TUGAS:
Menurut teks tentang Bang Yos dan Persija, mengapa Bang Yos menghubungi IGK Manila? Jawablah dalam satu hingga tiga kalimat.

TEKS BACAAN:
.....

Segala daya dan upaya rasanya sudah dilakukan. Materi pemain mentereng sudah dihadirkan, secara finansial Persija juga tergolong sangat mapan, dukungan suporter juga sudah mulai hadir. Apa lagi yang kurang? Begitu kurang lebih isi hati Bang Yos ketika itu. Namun kemudian Bang Yos tersadar, bahwa untuk meraih kesuksesan dibutuhkan sebuah proses. Dan kegagalan demi kegagalan ini adalah bagian dari proses tersebut. Bang Yos pun tak patah semangat, orang nomer satu di DKI Jakarta ini akan terus berusaha untuk mewujudkan cita-cita besarnya.

Di tengah kegundahan tersebut, Bang Yos teringat dengan seseorang. Sosok yang menurutnya mampu membantu mewujudkan keinginannya. Dia adalah I Gusti Kompyang Manila, seniornya di tentara sekaligus teman diskusinya tentang sepakbola. Kebetulah kedua jenderal ini, sama-sama menyukai tim nasional Belanda, dengan gaya permainan total footballnya.

Reputasi IGK Manila di dunia olah raga khususnya sepak bola, memang tidak perlu diragukan lagi. Keberhasilannya mengomandoi tim nasional Indonesia meraih emas SEA Games 1991, dan juga Bandung Raya meraih gelar Liga Indonesia 1996 adalah bukti tangan dingin Manila. Maka, Bang Yos pun menghubungi IGK Manila.

Gayung pun bersambut. IGK Manila tertarik untuk membantu Bang Yos, untuk mewujudkan apa yang ia cita-citakan. Terjadilah diskusi intensif dan detail selama beberapa bulan, tentang segala sesuatu yang diperlukan untuk membentuk sebuah tim juara. Keduanya sepakat, jika hal pertama yang harus dilakukan adalah konsolidasi. Untuk dapat membentuk tim yang solid dengan target juara, harus melibatkan masukan-masukan para pakar dibidangnya. Dan Jakarta adalah gudangnya pakar-pakar sepakbola.

.....

DATA HASIL EKSTRAKSI:
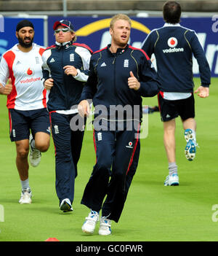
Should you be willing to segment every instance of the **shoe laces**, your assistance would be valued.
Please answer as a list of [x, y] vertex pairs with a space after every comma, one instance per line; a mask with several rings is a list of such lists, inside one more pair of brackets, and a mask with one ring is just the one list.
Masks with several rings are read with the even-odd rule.
[[86, 217], [86, 220], [94, 224], [99, 220], [99, 214], [95, 211], [91, 211], [89, 216]]
[[111, 226], [111, 220], [109, 219], [107, 219], [105, 216], [102, 216], [101, 217], [101, 227], [102, 228], [110, 228]]

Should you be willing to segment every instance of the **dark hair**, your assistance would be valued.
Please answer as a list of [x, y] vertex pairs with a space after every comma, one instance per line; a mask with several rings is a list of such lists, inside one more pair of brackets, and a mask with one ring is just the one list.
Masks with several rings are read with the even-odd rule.
[[168, 1], [163, 7], [164, 20], [171, 24], [179, 23], [181, 16], [181, 6], [175, 1]]

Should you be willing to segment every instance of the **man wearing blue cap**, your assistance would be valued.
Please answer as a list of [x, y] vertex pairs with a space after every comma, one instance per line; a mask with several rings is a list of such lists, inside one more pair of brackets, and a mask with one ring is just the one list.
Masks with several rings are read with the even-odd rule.
[[[0, 94], [7, 96], [10, 139], [15, 142], [16, 166], [22, 185], [20, 204], [31, 203], [28, 156], [37, 166], [41, 152], [49, 146], [50, 125], [46, 90], [41, 82], [41, 55], [44, 48], [33, 43], [34, 27], [28, 20], [16, 28], [18, 44], [2, 55], [0, 61]], [[7, 83], [10, 79], [11, 82]], [[31, 133], [30, 133], [31, 131]]]
[[53, 29], [56, 42], [43, 54], [43, 77], [49, 92], [47, 109], [55, 147], [56, 192], [60, 210], [69, 212], [73, 211], [74, 179], [85, 126], [77, 104], [88, 79], [92, 51], [75, 43], [70, 21], [56, 21]]

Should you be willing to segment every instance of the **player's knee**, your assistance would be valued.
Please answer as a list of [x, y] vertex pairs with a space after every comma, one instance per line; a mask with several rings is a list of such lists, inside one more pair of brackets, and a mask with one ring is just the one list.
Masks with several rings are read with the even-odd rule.
[[35, 144], [35, 145], [36, 145], [36, 147], [38, 150], [44, 152], [47, 152], [48, 150], [49, 145], [50, 145], [50, 141], [49, 141], [49, 140], [48, 140], [46, 141], [37, 142]]
[[17, 156], [20, 159], [25, 159], [28, 156], [28, 150], [25, 149], [20, 149], [17, 151]]

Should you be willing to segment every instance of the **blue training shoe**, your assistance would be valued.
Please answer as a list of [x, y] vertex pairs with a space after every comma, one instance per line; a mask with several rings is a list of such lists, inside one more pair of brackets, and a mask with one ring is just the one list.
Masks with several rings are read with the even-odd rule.
[[189, 161], [192, 161], [195, 157], [197, 143], [191, 129], [186, 129], [184, 132], [184, 135], [187, 141], [185, 148], [185, 155]]

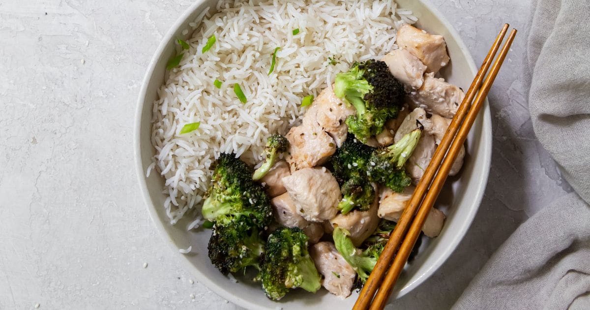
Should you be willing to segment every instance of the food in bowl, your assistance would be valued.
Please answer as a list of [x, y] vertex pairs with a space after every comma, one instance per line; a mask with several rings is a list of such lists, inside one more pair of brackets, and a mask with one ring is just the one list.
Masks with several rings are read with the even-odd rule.
[[[212, 262], [257, 270], [273, 299], [321, 286], [348, 296], [462, 99], [436, 77], [444, 38], [392, 1], [217, 11], [178, 40], [154, 105], [150, 169], [166, 178], [171, 223], [212, 229]], [[424, 234], [444, 220], [433, 209]]]

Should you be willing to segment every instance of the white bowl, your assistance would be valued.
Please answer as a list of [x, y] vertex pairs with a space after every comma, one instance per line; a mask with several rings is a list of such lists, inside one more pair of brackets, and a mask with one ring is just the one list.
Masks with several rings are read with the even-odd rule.
[[[137, 103], [135, 144], [137, 176], [148, 209], [156, 226], [176, 253], [179, 253], [178, 249], [192, 246], [192, 252], [196, 254], [179, 255], [196, 278], [237, 305], [249, 309], [274, 309], [277, 306], [285, 309], [309, 306], [350, 308], [357, 296], [355, 292], [343, 300], [324, 289], [314, 295], [294, 290], [281, 302], [274, 302], [264, 296], [257, 283], [250, 281], [234, 283], [219, 273], [207, 256], [210, 233], [187, 231], [188, 219], [171, 225], [162, 207], [165, 199], [162, 193], [163, 178], [158, 173], [146, 177], [146, 169], [155, 154], [150, 140], [152, 105], [157, 97], [156, 90], [164, 83], [166, 62], [175, 52], [174, 40], [176, 37], [185, 38], [186, 35], [182, 34], [182, 30], [190, 29], [189, 22], [205, 8], [214, 8], [216, 1], [198, 0], [182, 14], [165, 36], [146, 73]], [[466, 89], [477, 70], [467, 48], [453, 27], [425, 0], [397, 0], [397, 2], [399, 6], [412, 10], [418, 17], [418, 27], [444, 36], [451, 61], [442, 71], [442, 76], [450, 83]], [[490, 44], [492, 39], [490, 38], [489, 43]], [[445, 190], [437, 201], [437, 207], [445, 210], [447, 216], [442, 231], [437, 238], [425, 240], [418, 256], [406, 266], [398, 281], [392, 298], [411, 291], [444, 262], [463, 239], [477, 211], [487, 180], [491, 153], [491, 120], [487, 104], [471, 129], [467, 146], [467, 155], [460, 177], [447, 181]]]

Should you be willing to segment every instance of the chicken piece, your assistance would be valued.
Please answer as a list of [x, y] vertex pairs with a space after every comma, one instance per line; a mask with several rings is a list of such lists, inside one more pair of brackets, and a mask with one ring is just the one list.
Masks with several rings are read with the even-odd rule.
[[336, 152], [334, 139], [324, 132], [316, 120], [317, 105], [313, 105], [301, 126], [293, 127], [286, 136], [289, 141], [287, 162], [291, 171], [321, 165]]
[[346, 118], [356, 113], [356, 109], [352, 105], [346, 104], [336, 97], [332, 89], [326, 88], [322, 90], [313, 101], [313, 104], [317, 106], [316, 116], [317, 123], [330, 135], [339, 148], [348, 135], [348, 126], [345, 121]]
[[355, 246], [359, 246], [379, 226], [379, 197], [375, 195], [375, 201], [367, 211], [356, 210], [343, 215], [339, 214], [330, 220], [333, 227], [342, 227], [350, 233], [350, 240]]
[[430, 114], [438, 114], [453, 118], [465, 94], [459, 87], [434, 77], [434, 73], [424, 74], [422, 87], [409, 94], [414, 103], [426, 110]]
[[398, 48], [383, 57], [391, 75], [410, 89], [418, 89], [424, 80], [426, 66], [407, 50]]
[[436, 149], [434, 136], [422, 132], [420, 141], [418, 142], [416, 148], [405, 165], [406, 171], [414, 184], [418, 184], [418, 182], [424, 175], [424, 171], [428, 167], [428, 164], [430, 164], [430, 159], [432, 158]]
[[450, 60], [447, 54], [447, 43], [442, 35], [430, 34], [411, 25], [405, 24], [400, 27], [397, 43], [399, 46], [418, 57], [426, 66], [427, 72], [438, 72]]
[[309, 226], [308, 221], [297, 213], [297, 207], [287, 192], [273, 198], [270, 201], [273, 213], [279, 224], [287, 227], [299, 227], [301, 229]]
[[394, 142], [397, 142], [401, 140], [404, 136], [415, 129], [417, 128], [417, 120], [425, 128], [430, 126], [428, 125], [430, 120], [426, 118], [426, 111], [424, 109], [417, 107], [404, 118], [404, 120], [395, 132]]
[[283, 185], [283, 178], [291, 174], [289, 165], [284, 161], [277, 161], [268, 170], [260, 181], [266, 184], [266, 191], [271, 197], [276, 197], [287, 192]]
[[330, 293], [346, 298], [350, 295], [356, 272], [338, 253], [332, 242], [322, 242], [309, 249], [317, 271], [323, 279], [322, 285]]
[[[402, 215], [406, 204], [415, 188], [409, 186], [402, 192], [395, 192], [385, 187], [381, 191], [381, 201], [379, 204], [379, 217], [390, 221], [397, 221]], [[428, 213], [422, 227], [424, 234], [430, 237], [438, 236], [445, 219], [444, 213], [432, 208]]]
[[285, 192], [274, 197], [270, 204], [277, 222], [280, 226], [301, 229], [309, 238], [310, 244], [317, 243], [324, 235], [324, 227], [321, 223], [310, 222], [297, 214], [295, 203], [289, 194]]
[[309, 238], [309, 244], [315, 244], [324, 235], [324, 227], [321, 223], [309, 222], [309, 225], [303, 229], [303, 232]]
[[[425, 128], [425, 129], [427, 132], [434, 136], [437, 145], [438, 145], [440, 144], [441, 140], [444, 136], [445, 132], [447, 132], [448, 125], [451, 124], [451, 119], [443, 118], [435, 114], [431, 116], [430, 119], [431, 126]], [[463, 165], [463, 158], [464, 156], [465, 146], [462, 145], [461, 150], [457, 154], [457, 158], [455, 159], [455, 161], [453, 163], [453, 166], [451, 167], [451, 170], [448, 172], [449, 175], [455, 175], [459, 172], [459, 171], [461, 170], [461, 167]]]
[[395, 192], [389, 187], [383, 187], [377, 215], [381, 218], [397, 221], [415, 189], [411, 185], [406, 187], [402, 192]]
[[306, 168], [283, 178], [297, 212], [310, 221], [322, 222], [334, 217], [342, 198], [340, 186], [332, 173], [322, 168]]

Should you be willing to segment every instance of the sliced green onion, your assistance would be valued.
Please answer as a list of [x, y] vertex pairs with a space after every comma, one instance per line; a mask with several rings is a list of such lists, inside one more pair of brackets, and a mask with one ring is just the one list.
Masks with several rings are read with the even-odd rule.
[[191, 45], [182, 39], [177, 39], [176, 42], [182, 47], [183, 50], [188, 50], [191, 47]]
[[173, 57], [170, 58], [170, 60], [168, 61], [168, 64], [166, 65], [166, 67], [168, 70], [170, 70], [178, 66], [178, 64], [181, 63], [181, 60], [182, 60], [182, 56], [183, 56], [184, 53], [181, 53], [178, 55], [176, 55], [176, 56], [174, 56]]
[[235, 95], [238, 96], [238, 99], [240, 101], [242, 102], [242, 103], [245, 103], [246, 96], [244, 94], [244, 92], [242, 92], [242, 87], [240, 87], [238, 83], [234, 84], [234, 92], [235, 93]]
[[313, 95], [306, 96], [303, 97], [303, 100], [301, 100], [301, 106], [310, 106], [312, 102], [313, 102]]
[[201, 53], [205, 54], [214, 44], [215, 44], [215, 35], [214, 34], [211, 35], [211, 37], [207, 39], [207, 44], [205, 44], [205, 46], [203, 47], [203, 49], [201, 50]]
[[185, 125], [184, 126], [182, 126], [182, 129], [181, 129], [181, 135], [182, 135], [183, 133], [188, 133], [191, 131], [194, 131], [196, 130], [196, 129], [198, 129], [199, 125], [200, 125], [201, 123], [198, 122], [195, 123], [190, 123]]
[[213, 222], [210, 221], [205, 221], [205, 222], [203, 223], [203, 228], [208, 229], [213, 228]]
[[270, 70], [268, 70], [269, 76], [273, 73], [273, 71], [274, 71], [274, 64], [277, 63], [277, 51], [280, 49], [280, 47], [276, 47], [274, 48], [274, 51], [273, 52], [273, 61], [270, 63]]

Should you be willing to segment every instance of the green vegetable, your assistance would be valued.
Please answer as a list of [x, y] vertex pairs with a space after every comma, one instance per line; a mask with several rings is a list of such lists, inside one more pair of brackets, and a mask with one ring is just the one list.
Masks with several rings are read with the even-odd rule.
[[338, 204], [338, 210], [343, 214], [348, 214], [355, 207], [366, 211], [375, 200], [375, 188], [363, 177], [350, 178], [342, 185], [340, 191], [342, 200]]
[[200, 125], [201, 123], [199, 122], [185, 124], [185, 125], [182, 126], [182, 129], [181, 129], [180, 134], [182, 135], [183, 133], [187, 133], [191, 132], [191, 131], [196, 130], [199, 129], [199, 125]]
[[259, 269], [264, 242], [256, 225], [250, 218], [226, 224], [217, 224], [207, 247], [209, 259], [224, 275], [244, 271], [253, 266]]
[[277, 62], [277, 51], [280, 49], [280, 47], [276, 47], [274, 48], [274, 51], [273, 52], [273, 60], [270, 63], [270, 70], [268, 70], [269, 76], [274, 71], [274, 64]]
[[363, 143], [381, 132], [385, 121], [397, 115], [403, 103], [404, 87], [389, 72], [387, 64], [369, 60], [355, 63], [335, 80], [336, 96], [356, 109], [346, 118], [348, 132]]
[[369, 278], [386, 242], [372, 244], [364, 251], [357, 249], [350, 240], [350, 233], [342, 227], [336, 227], [332, 233], [334, 245], [344, 259], [356, 272], [359, 279], [364, 283]]
[[205, 53], [208, 51], [214, 44], [215, 44], [215, 35], [214, 34], [212, 35], [210, 38], [207, 39], [207, 43], [205, 44], [205, 46], [203, 47], [203, 49], [201, 50], [201, 53], [205, 54]]
[[188, 43], [187, 43], [182, 39], [177, 39], [176, 42], [178, 42], [178, 44], [180, 44], [181, 47], [182, 47], [183, 50], [188, 50], [189, 48], [191, 48], [191, 45], [188, 45]]
[[313, 95], [309, 94], [306, 96], [303, 97], [303, 99], [301, 100], [301, 106], [307, 106], [312, 105], [312, 103], [313, 102]]
[[270, 199], [263, 187], [252, 181], [252, 169], [233, 154], [223, 153], [211, 167], [212, 185], [201, 213], [216, 225], [248, 218], [259, 231], [270, 224]]
[[307, 252], [307, 236], [297, 227], [281, 227], [268, 236], [256, 280], [269, 298], [278, 301], [290, 289], [315, 293], [322, 277]]
[[235, 93], [235, 96], [238, 96], [238, 99], [242, 102], [242, 103], [245, 103], [248, 101], [246, 96], [244, 94], [244, 92], [242, 92], [242, 87], [240, 87], [238, 83], [234, 84], [234, 93]]
[[404, 165], [418, 145], [424, 127], [419, 127], [404, 135], [395, 144], [375, 150], [369, 158], [367, 168], [369, 179], [385, 184], [394, 191], [400, 192], [410, 185], [411, 180]]
[[274, 134], [268, 137], [264, 148], [264, 162], [254, 171], [252, 180], [258, 181], [264, 178], [277, 162], [279, 154], [287, 151], [289, 146], [289, 140], [281, 135]]
[[184, 56], [183, 53], [181, 53], [176, 56], [170, 58], [168, 61], [168, 63], [166, 65], [166, 68], [168, 70], [172, 69], [172, 68], [176, 67], [181, 63], [181, 60], [182, 60], [182, 56]]

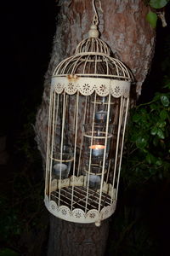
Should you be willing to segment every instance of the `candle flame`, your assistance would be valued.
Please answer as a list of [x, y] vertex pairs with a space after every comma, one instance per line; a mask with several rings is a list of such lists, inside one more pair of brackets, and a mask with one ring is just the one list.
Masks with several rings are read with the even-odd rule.
[[105, 146], [104, 145], [92, 145], [89, 147], [89, 148], [92, 148], [92, 149], [104, 149], [105, 148]]

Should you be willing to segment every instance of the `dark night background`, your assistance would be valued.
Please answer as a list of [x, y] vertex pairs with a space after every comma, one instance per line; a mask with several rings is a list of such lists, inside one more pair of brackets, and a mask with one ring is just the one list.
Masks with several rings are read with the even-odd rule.
[[[39, 224], [32, 224], [34, 218], [36, 219], [39, 218], [39, 212], [42, 216], [42, 225], [45, 225], [45, 222], [48, 223], [48, 216], [43, 207], [42, 197], [39, 201], [34, 198], [34, 194], [37, 193], [35, 187], [40, 187], [38, 193], [42, 195], [43, 179], [41, 156], [34, 142], [31, 124], [35, 122], [36, 113], [38, 105], [41, 104], [44, 74], [50, 60], [53, 37], [55, 32], [57, 11], [54, 0], [17, 1], [17, 3], [11, 1], [8, 2], [3, 9], [0, 159], [6, 159], [6, 161], [0, 163], [0, 207], [2, 207], [0, 228], [2, 234], [4, 235], [3, 239], [0, 238], [0, 246], [19, 253], [10, 254], [9, 252], [9, 254], [4, 255], [46, 255], [46, 236], [48, 228], [45, 226], [43, 230]], [[164, 38], [170, 32], [169, 15], [167, 23], [166, 28], [162, 27], [161, 22], [158, 24], [155, 57], [151, 71], [144, 84], [139, 102], [150, 101], [154, 93], [159, 90], [158, 84], [162, 78], [161, 63], [164, 57]], [[6, 141], [4, 147], [3, 141]], [[33, 156], [37, 160], [33, 160]], [[33, 195], [26, 201], [26, 195], [31, 192]], [[147, 198], [149, 195], [144, 196]], [[160, 246], [163, 247], [163, 252], [168, 247], [170, 239], [167, 231], [168, 200], [168, 195], [167, 198], [160, 198], [157, 207], [158, 209], [162, 207], [165, 211], [163, 213], [158, 212], [150, 224], [153, 225], [153, 233], [156, 232], [156, 239], [160, 239]], [[36, 215], [34, 207], [37, 201], [40, 203], [40, 212], [37, 211]], [[153, 211], [156, 211], [156, 207]], [[149, 222], [152, 218], [152, 213], [150, 212]], [[18, 229], [18, 233], [15, 234], [14, 229]], [[25, 229], [26, 230], [23, 232]], [[42, 238], [38, 236], [39, 233]], [[41, 241], [39, 251], [38, 248], [37, 251], [36, 248], [32, 251], [28, 249], [29, 245], [36, 239]], [[38, 245], [36, 244], [36, 247]], [[163, 253], [162, 255], [169, 255], [170, 253]], [[0, 251], [1, 255], [3, 254], [1, 254]], [[158, 255], [162, 255], [161, 253]]]

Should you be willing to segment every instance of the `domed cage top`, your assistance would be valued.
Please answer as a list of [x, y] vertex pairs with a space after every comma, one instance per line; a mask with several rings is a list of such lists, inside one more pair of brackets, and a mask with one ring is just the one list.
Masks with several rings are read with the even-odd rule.
[[52, 77], [45, 204], [65, 220], [99, 225], [116, 209], [133, 76], [89, 35]]

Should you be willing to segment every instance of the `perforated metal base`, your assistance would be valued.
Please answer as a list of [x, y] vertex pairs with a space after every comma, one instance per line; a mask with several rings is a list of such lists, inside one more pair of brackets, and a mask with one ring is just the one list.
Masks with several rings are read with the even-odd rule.
[[[60, 204], [65, 205], [72, 210], [75, 208], [80, 208], [85, 212], [92, 209], [99, 209], [99, 193], [98, 191], [88, 189], [88, 198], [87, 198], [87, 188], [84, 187], [74, 187], [74, 194], [71, 204], [71, 194], [72, 187], [62, 188], [60, 189], [60, 197], [59, 189], [51, 193], [51, 199], [58, 204], [60, 200]], [[104, 194], [101, 197], [101, 209], [105, 207], [110, 206], [111, 198], [109, 195]], [[87, 205], [87, 207], [86, 207]]]

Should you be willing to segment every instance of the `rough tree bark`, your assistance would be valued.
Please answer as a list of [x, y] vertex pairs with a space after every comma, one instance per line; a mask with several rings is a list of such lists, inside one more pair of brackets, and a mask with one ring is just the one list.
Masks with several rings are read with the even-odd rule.
[[[92, 0], [60, 0], [57, 4], [60, 11], [56, 33], [36, 122], [37, 141], [43, 163], [50, 77], [54, 67], [72, 55], [77, 43], [88, 36], [94, 15]], [[155, 44], [155, 31], [145, 20], [148, 8], [144, 0], [101, 0], [101, 4], [104, 11], [99, 13], [101, 38], [110, 45], [115, 56], [131, 68], [137, 81], [136, 93], [140, 95]], [[108, 220], [98, 228], [94, 224], [72, 224], [51, 216], [48, 255], [102, 256], [108, 237]]]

.....

JAWABAN:
Bang Yos menilai IGK Manila sebagai sosok yang mampu membantu mewujudkan keinginannya. Reputasi Manila di sepak bola juga tidak perlu diragukan. Buktinya, Manila berhasil mengomandoi tim nasional Indonesia meraih emas SEA Games 1991 dan membawa Bandung Raya meraih gelar Liga Indonesia 1996.